Exercise details - Starting at the line that contains "the small white", quote each line exactly through the last line of the entries, both included.

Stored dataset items
--------------------------------------------------

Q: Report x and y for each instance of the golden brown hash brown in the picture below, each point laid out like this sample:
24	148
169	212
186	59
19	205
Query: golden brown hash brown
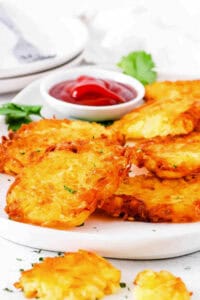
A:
30	142
161	285
76	276
169	157
150	199
173	90
160	118
62	189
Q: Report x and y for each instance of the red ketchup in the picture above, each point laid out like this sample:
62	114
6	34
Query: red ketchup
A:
91	91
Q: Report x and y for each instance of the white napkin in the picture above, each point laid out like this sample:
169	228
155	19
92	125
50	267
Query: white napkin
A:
31	32
169	30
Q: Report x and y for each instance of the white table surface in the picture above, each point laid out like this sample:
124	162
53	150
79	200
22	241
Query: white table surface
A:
15	257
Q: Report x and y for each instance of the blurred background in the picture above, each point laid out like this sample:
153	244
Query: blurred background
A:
169	30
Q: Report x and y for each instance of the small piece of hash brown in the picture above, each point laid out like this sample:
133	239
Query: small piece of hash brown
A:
170	157
163	285
63	188
172	90
29	143
150	199
75	276
160	119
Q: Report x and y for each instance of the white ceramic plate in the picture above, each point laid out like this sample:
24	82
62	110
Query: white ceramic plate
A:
109	237
17	83
67	37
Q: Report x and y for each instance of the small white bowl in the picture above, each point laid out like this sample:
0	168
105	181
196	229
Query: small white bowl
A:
84	112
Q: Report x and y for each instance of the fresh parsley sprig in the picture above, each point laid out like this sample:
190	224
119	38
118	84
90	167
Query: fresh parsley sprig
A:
140	65
16	114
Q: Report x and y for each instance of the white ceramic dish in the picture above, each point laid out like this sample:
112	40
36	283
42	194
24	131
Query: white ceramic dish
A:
109	237
17	83
85	112
68	35
106	236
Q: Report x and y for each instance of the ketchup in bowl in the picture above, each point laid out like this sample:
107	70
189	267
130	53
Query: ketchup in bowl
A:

--------------------------------------------------

The response -
Q: Report x and y for each instance of the small white bowl in the picture above, each point laid out like this sample:
0	168
105	181
196	229
Query: small white bowl
A:
84	112
Q: Report x and y for each instance of the fresh parsley sprig in the picture above, each point laid out like this sample:
190	224
119	38
118	84
90	167
Query: fresh parsley sprig
A:
140	65
16	114
Q: Report x and y for each instance of the white ceramic dish in the picture above, each point laid out like this sample:
112	40
36	283
42	194
24	131
Query: white ceramic dish
A:
109	237
17	83
85	112
68	35
106	236
Q: Report x and y for each instance of the ketchup in bowl in the picture above, each point laid out like this sample:
107	70
189	267
130	53
Query: ketchup in bowl
A:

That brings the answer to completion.